* Material provided:

--- --- ---

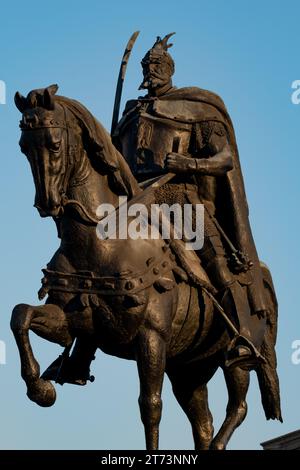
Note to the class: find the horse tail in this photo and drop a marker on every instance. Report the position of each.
(266, 373)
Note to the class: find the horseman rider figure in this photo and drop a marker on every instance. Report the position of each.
(187, 131)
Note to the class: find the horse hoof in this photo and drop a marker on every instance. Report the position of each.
(217, 445)
(42, 392)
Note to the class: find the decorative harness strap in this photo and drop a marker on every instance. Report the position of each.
(121, 284)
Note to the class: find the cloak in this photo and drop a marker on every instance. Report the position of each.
(195, 105)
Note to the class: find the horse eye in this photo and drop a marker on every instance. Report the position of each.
(23, 148)
(55, 146)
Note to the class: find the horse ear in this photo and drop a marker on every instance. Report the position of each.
(49, 96)
(20, 102)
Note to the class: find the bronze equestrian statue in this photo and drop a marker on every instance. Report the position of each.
(144, 299)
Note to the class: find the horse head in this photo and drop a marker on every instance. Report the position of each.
(58, 134)
(49, 134)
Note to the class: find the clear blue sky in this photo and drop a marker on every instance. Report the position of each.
(248, 52)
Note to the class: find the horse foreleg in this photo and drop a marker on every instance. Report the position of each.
(151, 359)
(49, 322)
(237, 381)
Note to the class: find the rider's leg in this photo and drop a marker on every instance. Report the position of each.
(233, 298)
(76, 368)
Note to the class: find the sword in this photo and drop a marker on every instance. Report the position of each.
(123, 66)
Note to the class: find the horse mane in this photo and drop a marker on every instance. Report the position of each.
(100, 149)
(96, 140)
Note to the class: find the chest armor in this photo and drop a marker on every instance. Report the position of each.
(147, 138)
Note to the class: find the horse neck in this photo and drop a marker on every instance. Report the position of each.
(89, 187)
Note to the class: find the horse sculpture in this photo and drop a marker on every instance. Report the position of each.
(130, 298)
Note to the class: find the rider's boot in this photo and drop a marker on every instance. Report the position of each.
(74, 369)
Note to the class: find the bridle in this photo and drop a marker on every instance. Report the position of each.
(32, 123)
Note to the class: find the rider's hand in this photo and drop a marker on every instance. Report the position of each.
(178, 163)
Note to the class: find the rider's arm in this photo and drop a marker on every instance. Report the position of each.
(219, 154)
(213, 157)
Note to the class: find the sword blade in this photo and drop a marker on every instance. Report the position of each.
(123, 66)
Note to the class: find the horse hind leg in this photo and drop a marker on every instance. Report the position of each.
(237, 381)
(190, 390)
(49, 322)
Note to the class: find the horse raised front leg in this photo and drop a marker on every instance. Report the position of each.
(151, 359)
(237, 381)
(49, 322)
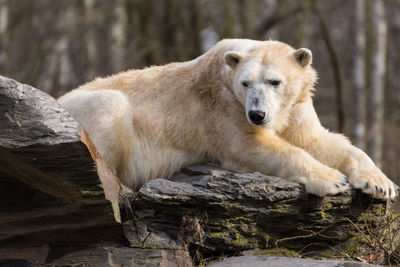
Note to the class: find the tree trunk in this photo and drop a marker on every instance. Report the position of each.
(91, 47)
(118, 35)
(336, 66)
(3, 31)
(58, 75)
(359, 74)
(378, 80)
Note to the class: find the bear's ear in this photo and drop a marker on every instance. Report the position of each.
(303, 56)
(232, 58)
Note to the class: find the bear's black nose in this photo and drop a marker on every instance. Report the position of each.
(257, 116)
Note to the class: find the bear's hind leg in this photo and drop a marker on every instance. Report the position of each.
(108, 118)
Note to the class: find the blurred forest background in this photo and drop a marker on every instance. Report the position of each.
(58, 45)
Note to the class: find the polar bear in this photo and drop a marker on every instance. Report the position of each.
(245, 104)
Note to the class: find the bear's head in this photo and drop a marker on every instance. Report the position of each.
(269, 78)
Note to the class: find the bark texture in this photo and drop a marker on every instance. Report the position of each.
(56, 210)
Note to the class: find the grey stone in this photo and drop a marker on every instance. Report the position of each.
(262, 261)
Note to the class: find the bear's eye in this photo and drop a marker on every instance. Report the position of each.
(245, 84)
(274, 82)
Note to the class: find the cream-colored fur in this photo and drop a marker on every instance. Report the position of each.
(148, 123)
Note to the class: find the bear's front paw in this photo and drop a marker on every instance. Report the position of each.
(327, 182)
(372, 181)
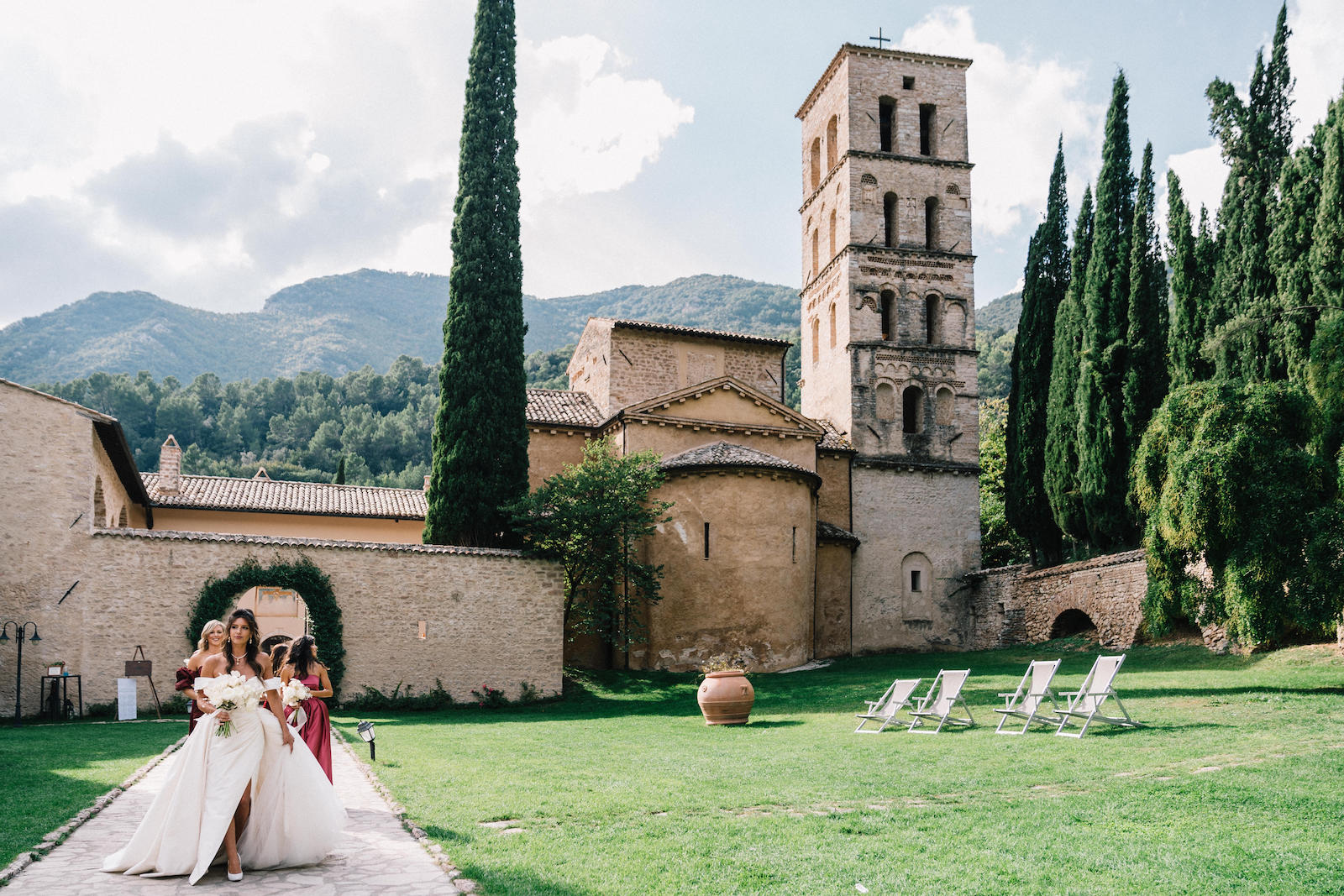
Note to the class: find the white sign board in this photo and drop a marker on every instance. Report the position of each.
(125, 699)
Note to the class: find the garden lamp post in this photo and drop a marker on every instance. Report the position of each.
(366, 734)
(20, 629)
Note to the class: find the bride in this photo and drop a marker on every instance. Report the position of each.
(253, 795)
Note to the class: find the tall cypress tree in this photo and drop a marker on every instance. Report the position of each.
(1045, 284)
(480, 429)
(1061, 473)
(1147, 375)
(1102, 445)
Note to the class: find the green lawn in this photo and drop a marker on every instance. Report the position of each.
(51, 772)
(1231, 788)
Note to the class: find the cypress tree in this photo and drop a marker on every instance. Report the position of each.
(479, 464)
(1062, 407)
(1102, 445)
(1146, 376)
(1045, 284)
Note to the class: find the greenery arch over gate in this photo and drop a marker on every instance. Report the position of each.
(302, 575)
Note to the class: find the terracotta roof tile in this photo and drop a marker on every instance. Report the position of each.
(562, 409)
(280, 496)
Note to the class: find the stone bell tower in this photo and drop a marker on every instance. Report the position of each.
(889, 349)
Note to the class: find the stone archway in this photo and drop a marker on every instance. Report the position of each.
(302, 577)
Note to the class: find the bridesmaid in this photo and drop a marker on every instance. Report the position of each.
(212, 645)
(302, 665)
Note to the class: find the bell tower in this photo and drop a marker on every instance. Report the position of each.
(889, 349)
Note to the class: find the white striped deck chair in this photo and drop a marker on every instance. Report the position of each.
(885, 708)
(1086, 701)
(942, 698)
(1026, 701)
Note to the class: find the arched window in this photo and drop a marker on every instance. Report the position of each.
(911, 410)
(886, 402)
(933, 320)
(942, 406)
(889, 318)
(886, 123)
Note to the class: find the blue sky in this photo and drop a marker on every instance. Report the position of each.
(213, 155)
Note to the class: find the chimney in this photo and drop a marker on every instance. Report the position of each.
(170, 466)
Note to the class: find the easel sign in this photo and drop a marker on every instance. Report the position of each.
(140, 667)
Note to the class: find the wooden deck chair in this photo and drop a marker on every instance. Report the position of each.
(1026, 701)
(942, 698)
(1086, 701)
(886, 707)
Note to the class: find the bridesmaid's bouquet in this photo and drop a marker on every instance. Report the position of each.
(233, 692)
(293, 694)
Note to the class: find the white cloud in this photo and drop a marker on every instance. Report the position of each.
(586, 127)
(1316, 58)
(1018, 107)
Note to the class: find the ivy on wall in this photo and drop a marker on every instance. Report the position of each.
(218, 597)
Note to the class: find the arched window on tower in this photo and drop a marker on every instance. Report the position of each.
(911, 410)
(933, 320)
(886, 123)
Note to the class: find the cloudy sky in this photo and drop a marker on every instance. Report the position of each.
(215, 152)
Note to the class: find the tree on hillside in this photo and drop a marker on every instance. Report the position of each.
(1062, 409)
(480, 432)
(1045, 284)
(1146, 376)
(1102, 443)
(591, 519)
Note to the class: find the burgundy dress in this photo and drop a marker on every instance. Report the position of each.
(318, 730)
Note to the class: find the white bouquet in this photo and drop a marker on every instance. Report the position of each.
(233, 692)
(293, 694)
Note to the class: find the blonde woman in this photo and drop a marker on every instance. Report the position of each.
(212, 644)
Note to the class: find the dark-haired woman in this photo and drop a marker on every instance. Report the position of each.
(316, 730)
(255, 795)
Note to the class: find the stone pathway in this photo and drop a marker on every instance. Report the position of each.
(375, 856)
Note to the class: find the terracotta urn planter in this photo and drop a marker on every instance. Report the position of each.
(726, 698)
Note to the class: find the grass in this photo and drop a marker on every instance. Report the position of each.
(1230, 788)
(53, 772)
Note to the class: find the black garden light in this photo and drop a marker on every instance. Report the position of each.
(366, 734)
(20, 631)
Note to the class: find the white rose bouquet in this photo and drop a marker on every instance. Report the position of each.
(292, 694)
(233, 692)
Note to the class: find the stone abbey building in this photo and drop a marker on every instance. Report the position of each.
(848, 527)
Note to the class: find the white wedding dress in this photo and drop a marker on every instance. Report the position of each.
(296, 817)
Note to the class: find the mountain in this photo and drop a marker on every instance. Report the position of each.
(342, 322)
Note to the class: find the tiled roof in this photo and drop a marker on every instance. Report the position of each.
(280, 496)
(831, 532)
(727, 454)
(707, 333)
(562, 409)
(280, 540)
(833, 439)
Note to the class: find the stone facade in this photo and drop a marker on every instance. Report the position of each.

--- --- ---

Each line from the one containing "Note to the class: find the stone pathway" to the end of the listing above should be copied exactly, and nothing else.

Note to the class: find the stone pathway in this photo and drop a marker on every instance. Report the position of each.
(375, 856)
Note to the class: find the terracotta urn planter in this photo and drop a marker on every instance. Report the position of each.
(726, 698)
Note to the class: find the grass in this photo and drop a marker on every instance. Report the position of each.
(1230, 788)
(53, 772)
Note to the class: find the black garden light in this photo and drop a marker on every instance. Report the position of each.
(366, 734)
(20, 631)
Note to the class: find the white rose bouquet in this photo and drop a marker on every instance. Report the position of each.
(292, 694)
(233, 692)
Note to the class: find the stone abbey building in this photo and drop a marker on every instance. Report the position of each.
(848, 527)
Note to the class: find the white wedding dress in this photo and drop a marker on every instance. Report the position of each.
(296, 817)
Note to the class: find the mountain in this photo and drop a marker on every instance. Report the position of each.
(342, 322)
Note to the class: find the tiled roof in this photo and drop a marker on every instance. Report the position of each.
(280, 496)
(831, 532)
(727, 454)
(707, 333)
(562, 409)
(280, 540)
(833, 439)
Note to the class: find the stone facade in this photo and drop a marker on every instance. Report the position of each.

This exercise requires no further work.